Point placement records:
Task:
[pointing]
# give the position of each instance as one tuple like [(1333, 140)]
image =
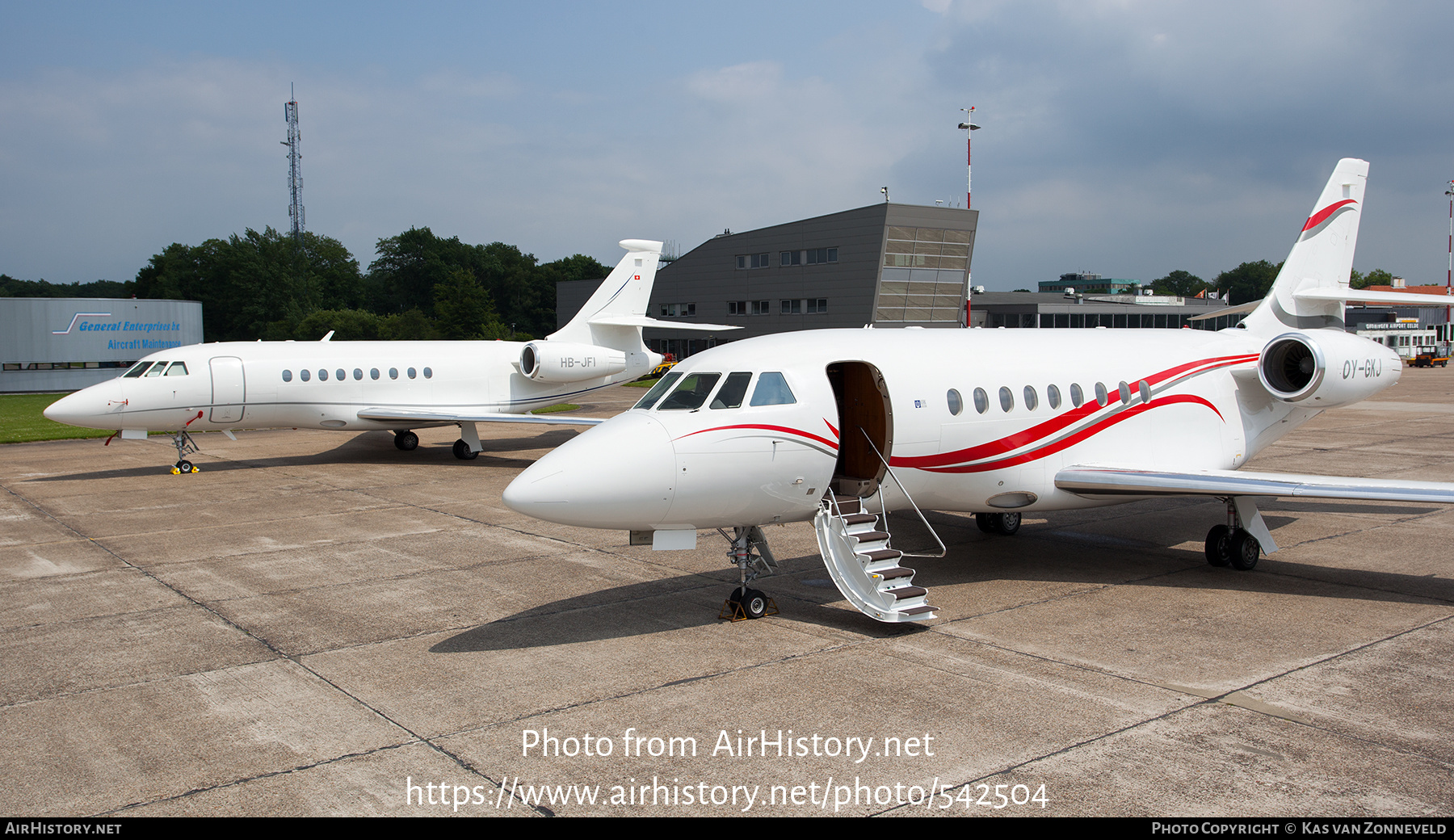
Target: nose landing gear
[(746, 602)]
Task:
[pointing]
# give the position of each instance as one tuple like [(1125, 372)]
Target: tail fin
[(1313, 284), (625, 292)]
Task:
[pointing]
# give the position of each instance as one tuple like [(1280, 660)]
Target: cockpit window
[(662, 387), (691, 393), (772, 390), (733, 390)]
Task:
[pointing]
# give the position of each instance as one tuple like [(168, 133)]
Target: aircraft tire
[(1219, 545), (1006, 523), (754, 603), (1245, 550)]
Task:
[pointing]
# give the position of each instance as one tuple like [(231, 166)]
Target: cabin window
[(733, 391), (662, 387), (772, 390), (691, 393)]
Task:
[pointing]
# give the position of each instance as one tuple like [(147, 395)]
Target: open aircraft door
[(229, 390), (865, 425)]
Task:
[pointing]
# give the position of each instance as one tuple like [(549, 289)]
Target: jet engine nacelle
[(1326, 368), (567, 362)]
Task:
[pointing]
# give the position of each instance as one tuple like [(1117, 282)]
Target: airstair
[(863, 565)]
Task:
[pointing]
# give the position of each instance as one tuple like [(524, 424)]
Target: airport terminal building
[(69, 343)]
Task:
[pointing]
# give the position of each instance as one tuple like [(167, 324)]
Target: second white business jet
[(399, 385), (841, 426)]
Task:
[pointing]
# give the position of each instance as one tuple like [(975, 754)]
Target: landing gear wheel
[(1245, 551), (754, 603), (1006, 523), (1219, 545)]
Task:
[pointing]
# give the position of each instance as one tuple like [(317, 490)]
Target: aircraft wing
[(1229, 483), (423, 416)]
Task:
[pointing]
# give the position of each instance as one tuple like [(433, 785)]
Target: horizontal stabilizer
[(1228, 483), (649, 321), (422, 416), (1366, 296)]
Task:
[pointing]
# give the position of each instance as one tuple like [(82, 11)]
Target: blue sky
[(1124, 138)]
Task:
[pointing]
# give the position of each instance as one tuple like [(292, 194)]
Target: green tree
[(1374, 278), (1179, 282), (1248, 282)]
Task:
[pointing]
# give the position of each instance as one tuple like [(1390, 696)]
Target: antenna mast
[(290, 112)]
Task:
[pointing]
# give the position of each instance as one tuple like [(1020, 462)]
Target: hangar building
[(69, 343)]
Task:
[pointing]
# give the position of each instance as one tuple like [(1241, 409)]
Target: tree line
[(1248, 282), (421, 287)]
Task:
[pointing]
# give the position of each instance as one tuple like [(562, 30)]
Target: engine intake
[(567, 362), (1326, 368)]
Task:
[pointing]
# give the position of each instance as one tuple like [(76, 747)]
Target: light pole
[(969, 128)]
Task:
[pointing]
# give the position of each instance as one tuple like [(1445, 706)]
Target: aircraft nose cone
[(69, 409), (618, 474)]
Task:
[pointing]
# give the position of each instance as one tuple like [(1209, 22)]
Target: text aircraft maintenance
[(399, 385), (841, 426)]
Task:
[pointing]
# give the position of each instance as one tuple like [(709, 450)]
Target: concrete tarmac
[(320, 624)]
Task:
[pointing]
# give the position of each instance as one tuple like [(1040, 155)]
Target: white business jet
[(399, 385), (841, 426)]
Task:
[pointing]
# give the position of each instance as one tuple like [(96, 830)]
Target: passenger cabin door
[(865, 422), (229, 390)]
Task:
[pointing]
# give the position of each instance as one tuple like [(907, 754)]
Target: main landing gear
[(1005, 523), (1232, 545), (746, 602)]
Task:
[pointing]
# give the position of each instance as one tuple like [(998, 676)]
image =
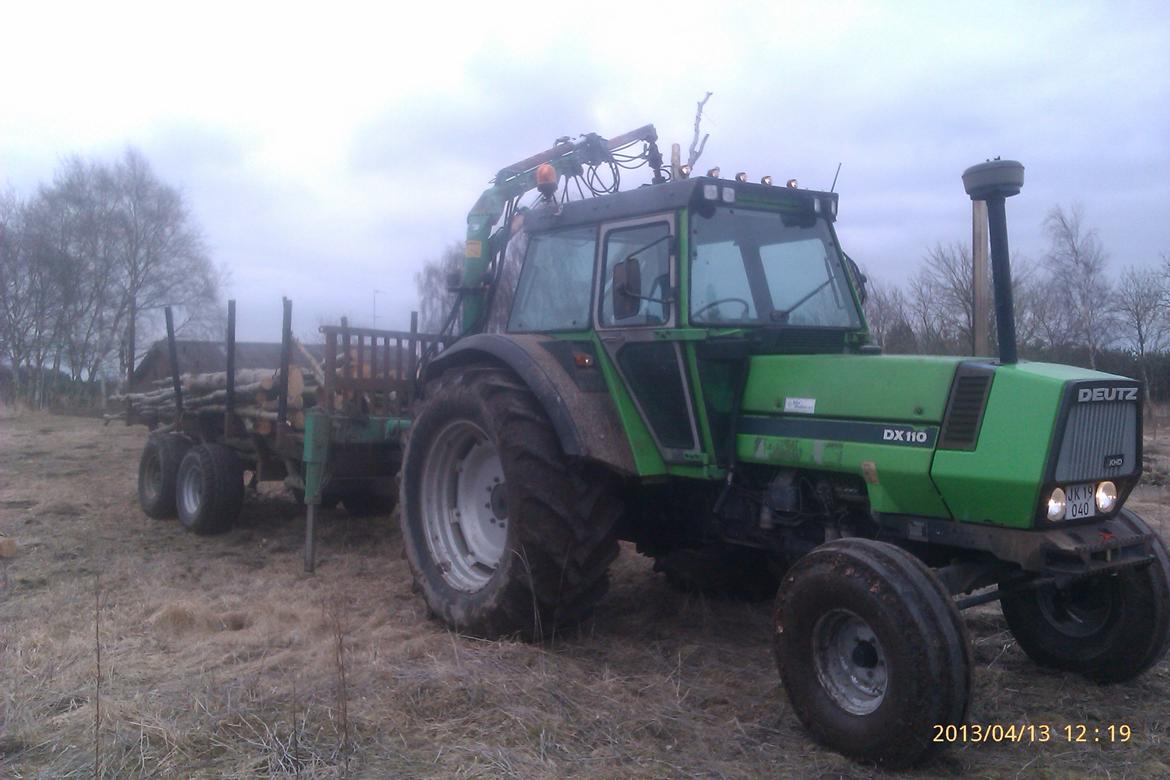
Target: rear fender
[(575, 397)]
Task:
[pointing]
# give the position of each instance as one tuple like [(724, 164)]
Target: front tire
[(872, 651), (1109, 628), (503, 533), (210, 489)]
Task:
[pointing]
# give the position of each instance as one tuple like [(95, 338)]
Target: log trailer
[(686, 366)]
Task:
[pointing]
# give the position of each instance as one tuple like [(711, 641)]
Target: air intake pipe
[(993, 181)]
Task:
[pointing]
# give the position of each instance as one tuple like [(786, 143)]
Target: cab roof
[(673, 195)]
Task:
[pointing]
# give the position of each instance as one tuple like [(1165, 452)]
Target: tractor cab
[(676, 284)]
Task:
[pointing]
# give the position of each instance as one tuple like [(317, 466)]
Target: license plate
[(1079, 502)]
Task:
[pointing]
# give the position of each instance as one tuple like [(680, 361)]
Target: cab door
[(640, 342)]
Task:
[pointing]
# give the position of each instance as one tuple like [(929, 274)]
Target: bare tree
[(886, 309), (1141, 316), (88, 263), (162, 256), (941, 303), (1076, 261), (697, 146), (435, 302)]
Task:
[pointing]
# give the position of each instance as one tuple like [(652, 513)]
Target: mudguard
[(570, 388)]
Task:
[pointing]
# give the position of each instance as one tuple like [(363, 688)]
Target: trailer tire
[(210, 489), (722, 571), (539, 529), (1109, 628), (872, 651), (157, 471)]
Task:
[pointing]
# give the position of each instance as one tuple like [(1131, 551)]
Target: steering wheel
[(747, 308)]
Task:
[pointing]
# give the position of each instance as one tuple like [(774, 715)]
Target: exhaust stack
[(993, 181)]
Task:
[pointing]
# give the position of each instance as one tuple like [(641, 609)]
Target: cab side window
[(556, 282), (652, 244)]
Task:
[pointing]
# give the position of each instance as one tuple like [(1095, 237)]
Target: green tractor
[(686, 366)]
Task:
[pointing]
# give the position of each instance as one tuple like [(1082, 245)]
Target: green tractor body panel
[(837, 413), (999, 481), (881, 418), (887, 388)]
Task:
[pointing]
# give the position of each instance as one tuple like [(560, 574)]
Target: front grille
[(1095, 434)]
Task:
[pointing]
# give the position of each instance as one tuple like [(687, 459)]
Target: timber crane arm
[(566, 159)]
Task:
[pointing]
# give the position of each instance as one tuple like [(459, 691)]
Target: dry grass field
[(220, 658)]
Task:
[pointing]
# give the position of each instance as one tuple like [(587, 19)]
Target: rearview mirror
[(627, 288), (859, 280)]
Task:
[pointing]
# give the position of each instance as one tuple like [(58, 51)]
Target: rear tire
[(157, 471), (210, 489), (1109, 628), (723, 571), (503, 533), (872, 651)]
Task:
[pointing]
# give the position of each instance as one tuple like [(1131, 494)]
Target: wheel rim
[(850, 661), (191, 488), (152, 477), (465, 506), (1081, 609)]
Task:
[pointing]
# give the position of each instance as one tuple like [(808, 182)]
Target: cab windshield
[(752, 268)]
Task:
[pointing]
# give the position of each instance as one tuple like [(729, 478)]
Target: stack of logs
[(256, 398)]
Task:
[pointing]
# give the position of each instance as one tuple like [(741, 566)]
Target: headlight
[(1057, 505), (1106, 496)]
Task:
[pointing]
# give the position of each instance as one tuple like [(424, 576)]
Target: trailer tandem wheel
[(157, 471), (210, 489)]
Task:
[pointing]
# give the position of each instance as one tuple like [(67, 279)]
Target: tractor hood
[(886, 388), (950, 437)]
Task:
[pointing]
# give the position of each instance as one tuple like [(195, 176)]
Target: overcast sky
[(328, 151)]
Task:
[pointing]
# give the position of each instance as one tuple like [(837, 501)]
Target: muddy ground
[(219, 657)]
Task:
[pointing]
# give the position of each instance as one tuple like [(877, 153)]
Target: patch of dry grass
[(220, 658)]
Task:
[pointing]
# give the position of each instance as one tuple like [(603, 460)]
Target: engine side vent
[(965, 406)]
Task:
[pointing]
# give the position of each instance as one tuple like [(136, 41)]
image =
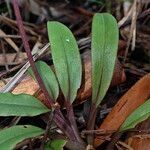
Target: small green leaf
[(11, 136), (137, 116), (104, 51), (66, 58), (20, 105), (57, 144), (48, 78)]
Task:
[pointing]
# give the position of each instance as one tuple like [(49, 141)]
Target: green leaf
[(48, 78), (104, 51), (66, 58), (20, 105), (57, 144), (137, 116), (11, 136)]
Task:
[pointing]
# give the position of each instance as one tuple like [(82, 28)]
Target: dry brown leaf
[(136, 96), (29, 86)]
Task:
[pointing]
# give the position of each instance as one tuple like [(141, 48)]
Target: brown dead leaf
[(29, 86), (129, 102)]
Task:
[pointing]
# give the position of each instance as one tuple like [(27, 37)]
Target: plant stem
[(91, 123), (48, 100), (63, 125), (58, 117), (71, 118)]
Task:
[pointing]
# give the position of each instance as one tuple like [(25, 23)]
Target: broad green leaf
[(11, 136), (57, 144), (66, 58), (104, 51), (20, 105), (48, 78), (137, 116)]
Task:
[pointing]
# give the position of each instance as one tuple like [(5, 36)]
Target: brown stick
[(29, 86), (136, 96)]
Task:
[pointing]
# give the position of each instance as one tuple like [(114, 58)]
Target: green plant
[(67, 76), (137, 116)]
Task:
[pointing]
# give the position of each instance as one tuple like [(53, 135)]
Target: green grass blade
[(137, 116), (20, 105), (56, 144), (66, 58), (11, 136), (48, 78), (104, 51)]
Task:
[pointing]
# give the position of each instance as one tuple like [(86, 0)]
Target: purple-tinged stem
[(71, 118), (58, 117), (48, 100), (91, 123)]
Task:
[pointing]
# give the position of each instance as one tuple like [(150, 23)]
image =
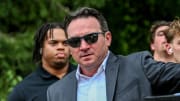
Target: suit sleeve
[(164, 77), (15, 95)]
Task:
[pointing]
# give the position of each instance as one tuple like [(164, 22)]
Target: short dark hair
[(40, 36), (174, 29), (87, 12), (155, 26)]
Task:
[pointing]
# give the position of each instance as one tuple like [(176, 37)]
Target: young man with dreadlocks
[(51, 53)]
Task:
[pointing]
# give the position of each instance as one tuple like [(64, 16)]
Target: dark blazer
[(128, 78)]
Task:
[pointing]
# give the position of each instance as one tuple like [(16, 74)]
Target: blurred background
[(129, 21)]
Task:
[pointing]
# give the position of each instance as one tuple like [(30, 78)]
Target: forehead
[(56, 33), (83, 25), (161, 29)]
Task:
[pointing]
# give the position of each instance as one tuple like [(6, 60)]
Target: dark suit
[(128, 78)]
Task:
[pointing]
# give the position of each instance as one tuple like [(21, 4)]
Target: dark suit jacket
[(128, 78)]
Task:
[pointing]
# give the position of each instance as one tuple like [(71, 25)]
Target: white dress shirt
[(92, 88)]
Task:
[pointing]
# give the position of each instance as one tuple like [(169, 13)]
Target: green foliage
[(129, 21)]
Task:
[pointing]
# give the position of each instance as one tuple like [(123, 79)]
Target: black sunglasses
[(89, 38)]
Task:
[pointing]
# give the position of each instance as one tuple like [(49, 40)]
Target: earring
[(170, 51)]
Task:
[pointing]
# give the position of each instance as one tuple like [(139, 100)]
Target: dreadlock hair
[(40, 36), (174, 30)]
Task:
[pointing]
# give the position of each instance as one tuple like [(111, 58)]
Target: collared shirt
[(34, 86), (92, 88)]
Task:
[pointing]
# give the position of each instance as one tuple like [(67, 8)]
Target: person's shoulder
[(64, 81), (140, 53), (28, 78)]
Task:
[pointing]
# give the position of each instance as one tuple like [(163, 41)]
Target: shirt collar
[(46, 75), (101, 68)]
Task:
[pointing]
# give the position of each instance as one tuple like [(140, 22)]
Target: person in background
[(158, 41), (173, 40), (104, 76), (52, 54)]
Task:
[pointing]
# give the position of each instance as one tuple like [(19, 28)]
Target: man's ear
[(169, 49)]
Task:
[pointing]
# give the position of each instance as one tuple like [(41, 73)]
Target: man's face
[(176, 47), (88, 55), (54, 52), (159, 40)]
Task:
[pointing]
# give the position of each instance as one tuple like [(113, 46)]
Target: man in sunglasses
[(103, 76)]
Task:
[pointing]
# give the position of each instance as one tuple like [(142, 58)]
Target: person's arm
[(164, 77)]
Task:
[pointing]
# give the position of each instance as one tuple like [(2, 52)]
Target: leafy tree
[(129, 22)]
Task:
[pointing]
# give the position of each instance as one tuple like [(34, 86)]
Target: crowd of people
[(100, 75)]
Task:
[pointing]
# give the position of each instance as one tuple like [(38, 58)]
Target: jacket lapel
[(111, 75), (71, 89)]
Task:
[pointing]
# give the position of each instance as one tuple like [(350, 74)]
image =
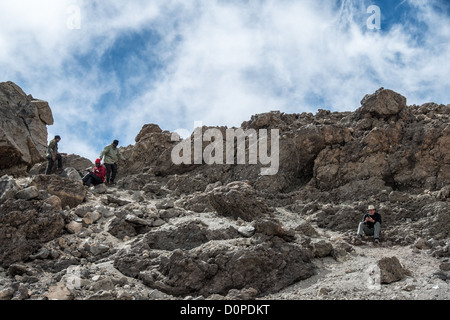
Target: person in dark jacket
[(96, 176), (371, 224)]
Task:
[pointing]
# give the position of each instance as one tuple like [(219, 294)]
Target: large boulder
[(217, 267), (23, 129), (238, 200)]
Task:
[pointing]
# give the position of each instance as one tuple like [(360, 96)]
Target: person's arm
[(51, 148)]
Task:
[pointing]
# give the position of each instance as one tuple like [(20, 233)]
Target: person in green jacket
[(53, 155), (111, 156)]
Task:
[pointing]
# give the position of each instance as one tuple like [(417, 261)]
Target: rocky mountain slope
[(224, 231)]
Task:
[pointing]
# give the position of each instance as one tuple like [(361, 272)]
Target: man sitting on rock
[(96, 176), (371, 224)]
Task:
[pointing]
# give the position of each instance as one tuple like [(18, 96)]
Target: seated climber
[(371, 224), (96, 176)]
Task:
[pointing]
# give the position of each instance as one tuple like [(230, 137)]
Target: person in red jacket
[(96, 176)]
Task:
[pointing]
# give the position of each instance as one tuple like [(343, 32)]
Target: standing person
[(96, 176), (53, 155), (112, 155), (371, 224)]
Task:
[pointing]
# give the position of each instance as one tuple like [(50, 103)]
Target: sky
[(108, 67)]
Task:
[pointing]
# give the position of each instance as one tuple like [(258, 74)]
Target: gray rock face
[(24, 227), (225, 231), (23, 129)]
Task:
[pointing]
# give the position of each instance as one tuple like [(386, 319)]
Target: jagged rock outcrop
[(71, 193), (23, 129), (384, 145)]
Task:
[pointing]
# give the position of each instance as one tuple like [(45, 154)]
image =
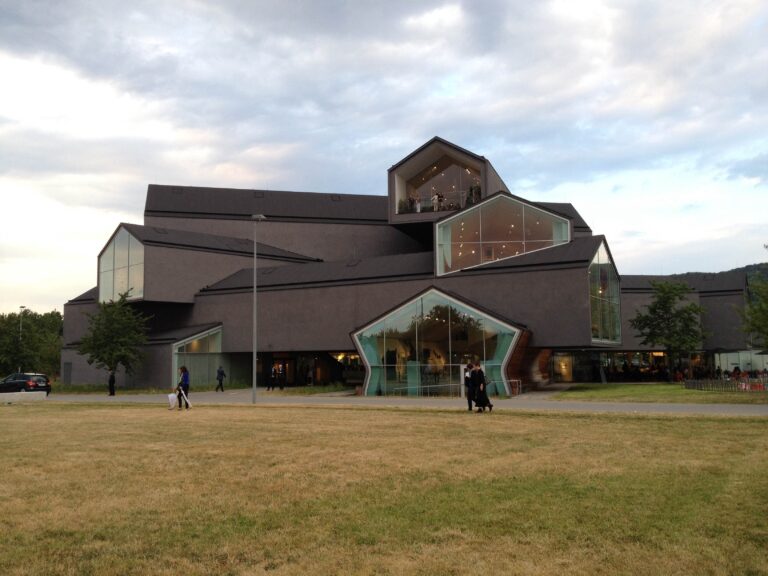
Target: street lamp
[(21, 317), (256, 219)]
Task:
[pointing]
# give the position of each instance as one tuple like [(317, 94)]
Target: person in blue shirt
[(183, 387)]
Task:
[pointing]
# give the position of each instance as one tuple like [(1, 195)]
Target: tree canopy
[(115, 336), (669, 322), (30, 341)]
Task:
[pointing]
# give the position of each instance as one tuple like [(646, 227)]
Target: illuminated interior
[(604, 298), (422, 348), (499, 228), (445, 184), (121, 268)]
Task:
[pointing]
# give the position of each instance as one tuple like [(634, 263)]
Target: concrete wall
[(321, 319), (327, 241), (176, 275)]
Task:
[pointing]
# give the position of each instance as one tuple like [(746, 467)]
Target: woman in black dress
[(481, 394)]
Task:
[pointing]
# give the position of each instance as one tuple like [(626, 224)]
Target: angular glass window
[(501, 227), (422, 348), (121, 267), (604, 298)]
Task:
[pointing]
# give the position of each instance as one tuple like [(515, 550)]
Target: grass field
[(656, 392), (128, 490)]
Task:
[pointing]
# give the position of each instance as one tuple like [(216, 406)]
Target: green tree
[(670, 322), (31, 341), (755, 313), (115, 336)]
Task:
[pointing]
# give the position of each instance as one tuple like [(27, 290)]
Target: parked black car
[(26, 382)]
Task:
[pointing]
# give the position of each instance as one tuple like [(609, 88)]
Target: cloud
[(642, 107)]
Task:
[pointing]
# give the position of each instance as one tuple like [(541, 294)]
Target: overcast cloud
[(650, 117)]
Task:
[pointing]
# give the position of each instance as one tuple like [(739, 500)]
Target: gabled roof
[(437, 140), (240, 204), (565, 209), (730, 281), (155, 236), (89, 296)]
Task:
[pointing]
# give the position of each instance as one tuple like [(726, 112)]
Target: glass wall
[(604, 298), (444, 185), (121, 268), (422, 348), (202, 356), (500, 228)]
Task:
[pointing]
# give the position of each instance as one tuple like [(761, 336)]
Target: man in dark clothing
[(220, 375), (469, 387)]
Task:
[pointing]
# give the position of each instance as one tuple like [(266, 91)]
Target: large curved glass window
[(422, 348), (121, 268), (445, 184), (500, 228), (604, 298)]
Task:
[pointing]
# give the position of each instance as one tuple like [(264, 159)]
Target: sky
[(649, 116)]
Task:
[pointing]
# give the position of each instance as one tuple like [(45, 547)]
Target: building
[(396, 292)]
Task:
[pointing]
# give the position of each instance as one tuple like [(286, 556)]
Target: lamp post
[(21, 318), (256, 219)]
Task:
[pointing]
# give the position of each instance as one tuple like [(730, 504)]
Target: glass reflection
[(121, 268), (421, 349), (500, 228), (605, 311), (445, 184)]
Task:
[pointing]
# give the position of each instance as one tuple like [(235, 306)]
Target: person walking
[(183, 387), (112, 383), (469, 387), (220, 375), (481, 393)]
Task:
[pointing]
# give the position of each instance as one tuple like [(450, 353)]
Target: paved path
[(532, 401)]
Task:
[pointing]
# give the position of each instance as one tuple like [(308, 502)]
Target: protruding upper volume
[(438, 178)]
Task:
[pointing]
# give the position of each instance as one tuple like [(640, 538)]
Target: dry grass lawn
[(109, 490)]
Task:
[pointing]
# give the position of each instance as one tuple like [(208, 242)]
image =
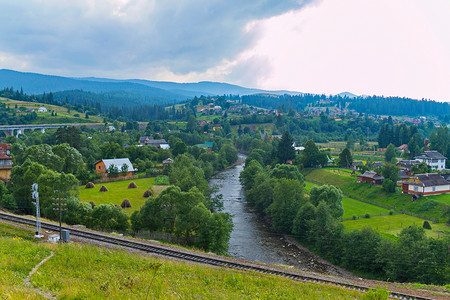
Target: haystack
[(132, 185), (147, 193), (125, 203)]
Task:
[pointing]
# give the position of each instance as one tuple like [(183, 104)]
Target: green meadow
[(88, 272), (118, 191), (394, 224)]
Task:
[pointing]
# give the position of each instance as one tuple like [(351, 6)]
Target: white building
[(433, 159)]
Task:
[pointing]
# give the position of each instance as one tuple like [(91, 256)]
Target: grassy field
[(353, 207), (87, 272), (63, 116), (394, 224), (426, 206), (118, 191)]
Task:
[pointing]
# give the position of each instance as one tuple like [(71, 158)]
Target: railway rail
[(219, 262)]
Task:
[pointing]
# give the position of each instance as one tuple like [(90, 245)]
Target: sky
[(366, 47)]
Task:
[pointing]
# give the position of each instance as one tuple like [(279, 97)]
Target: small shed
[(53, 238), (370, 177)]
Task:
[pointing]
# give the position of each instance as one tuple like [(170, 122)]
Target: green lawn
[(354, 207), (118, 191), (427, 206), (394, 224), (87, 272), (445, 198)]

AIM OF THE TASK: Recast the lines as a two-column CSV with the columns task and answer, one row per task. Put each task's text and its answer in one quoted field apiece, turn line breaks into spaces, leave out the pictures, and start at the first line and stop after the line that contains "[(1374, 278), (1179, 282), (1248, 282)]".

ANSWER BELOW:
task,answer
"Task: [pointing] # give the position of each instance as one tuple like [(1333, 140)] image = Target: nose landing gear","[(746, 602)]"
"Task: [pointing] # give the position of each instance as one tuple like [(1125, 372)] Target: tail fin","[(1313, 284), (625, 292)]"
"Task: [pointing] # give the position of each instance as one tuple like [(1280, 660)] Target: cockpit window","[(662, 387), (691, 393), (772, 390), (733, 390)]"
"Task: [pointing] # give the position of each instance as one tuple like [(168, 133)] Target: aircraft tire","[(1219, 545), (1006, 523), (754, 603), (1245, 550)]"
"Task: [pointing] # give the position of each instance as one tuple like [(231, 166)] Target: cabin window","[(733, 391), (662, 387), (772, 390), (691, 393)]"
"Task: [pointing] # give the position of each instance as one tuple like [(147, 395)] Target: open aircraft door","[(229, 390), (865, 425)]"
"Task: [pointing] # give the position of each instance as one tuple like [(549, 289)] Target: jet engine nacelle","[(1326, 368), (567, 362)]"
"Task: [pointing] # give the position of each instance as one tuple like [(1117, 282)] Target: airstair","[(863, 565)]"
"Task: [pointing] # give the position of each instance as one tuple like [(524, 424)] Target: airport terminal building","[(69, 343)]"
"Task: [pointing] # give the position of each instance as one tuple like [(167, 324)] Target: second white business jet","[(399, 385), (841, 426)]"
"Task: [pointing] # give the position of each instance as one tuple like [(975, 754)] Target: landing gear wheel","[(1245, 551), (754, 603), (1006, 523), (1219, 545)]"
"Task: [pointing] # give the position of each instance as one tuple like [(317, 490)] Target: aircraft wing","[(1229, 483), (423, 416)]"
"Task: [pointing] # give the position of each instance as one tuple like [(433, 785)] Target: horizontal stabilizer","[(1228, 483), (649, 321), (422, 416), (1366, 296)]"
"Task: [pointing] # give the position of each instance as one tuple like [(82, 11)] Target: blue sky","[(1124, 138)]"
"Task: [pointing] # give the position of each instance as one tuple like [(292, 194)] Target: green tree","[(1374, 278), (1179, 282), (1248, 282)]"